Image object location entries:
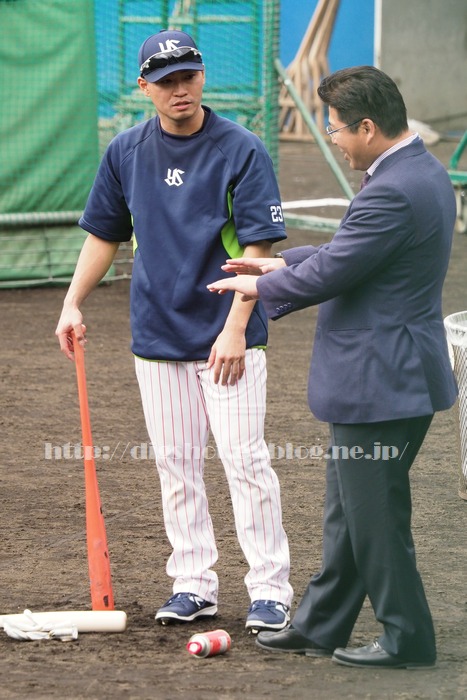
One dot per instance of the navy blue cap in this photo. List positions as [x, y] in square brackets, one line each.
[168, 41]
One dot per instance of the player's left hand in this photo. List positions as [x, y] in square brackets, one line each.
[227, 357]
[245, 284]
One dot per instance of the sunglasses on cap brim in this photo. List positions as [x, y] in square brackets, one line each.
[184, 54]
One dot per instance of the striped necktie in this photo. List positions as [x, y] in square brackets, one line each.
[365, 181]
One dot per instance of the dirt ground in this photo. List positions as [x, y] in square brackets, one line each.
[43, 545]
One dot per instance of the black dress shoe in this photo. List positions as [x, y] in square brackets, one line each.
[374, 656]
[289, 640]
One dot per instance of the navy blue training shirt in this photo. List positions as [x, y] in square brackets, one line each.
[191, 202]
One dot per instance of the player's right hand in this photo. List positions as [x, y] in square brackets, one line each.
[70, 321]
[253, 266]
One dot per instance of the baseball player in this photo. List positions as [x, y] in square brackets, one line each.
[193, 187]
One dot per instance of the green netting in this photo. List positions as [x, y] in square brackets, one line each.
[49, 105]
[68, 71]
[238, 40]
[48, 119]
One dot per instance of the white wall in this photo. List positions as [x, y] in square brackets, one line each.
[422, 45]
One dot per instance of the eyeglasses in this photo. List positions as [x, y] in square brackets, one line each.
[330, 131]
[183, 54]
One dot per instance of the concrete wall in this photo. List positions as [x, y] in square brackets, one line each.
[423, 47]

§ **TO BE DONE**
Write out every line of the entries above as a numbered list, skipping any blank lines. Keep the pictures out of your answer.

§ **RESULT FOR THIS TASK**
1. One dot per instance of the navy blue cap in this photo. List positions as [x, y] in square brackets, one line each.
2. [168, 41]
3. One dot per instance of the player's left hand in this photo. List positions as [x, y] in square brackets, one line each.
4. [227, 357]
5. [245, 284]
6. One dot per instance of the sunglasses on cap brim in this photo. List positions as [x, y] in square brackets, one line each.
7. [184, 54]
8. One dot per instance of the striped necktie in this photo. List positions as [x, y] in square brackets, one line each.
9. [365, 181]
10. One dot per instance of the dirt ground in this photo. List positions as [x, y] in square brackets, one line each.
11. [43, 545]
12. One dot per instance of the black dress shoe in this photo. List positions as [x, y] in square brackets, one line each.
13. [374, 656]
14. [289, 640]
15. One dot per instance of the navy blue training shirt in this photo. List positions as [x, y] in square brackets, one line each.
16. [191, 202]
17. One dot per instance of the player's right hand in this photo. List positions as [x, y] in square brackets, one line each.
18. [70, 321]
19. [253, 266]
20. One dot per instance of the baseball player in this photo. List positions as [x, y] in square brackets, one line each.
21. [193, 187]
22. One dot per instance of the green netting in this photo. List positions as [x, y] in square brackets, one line each.
23. [49, 105]
24. [68, 71]
25. [238, 40]
26. [48, 119]
27. One dot per instance of the white wall in this photo. List positions as [x, y] in square brackets, one line each.
28. [422, 45]
29. One dot per instance of the eyeglasses in this photo. List positions as [x, y] in square brackets, one line each.
30. [330, 131]
31. [183, 54]
32. One dot per instance of the concrete wall in this photo. List positions as [x, y] in square brackets, one line each.
33. [423, 47]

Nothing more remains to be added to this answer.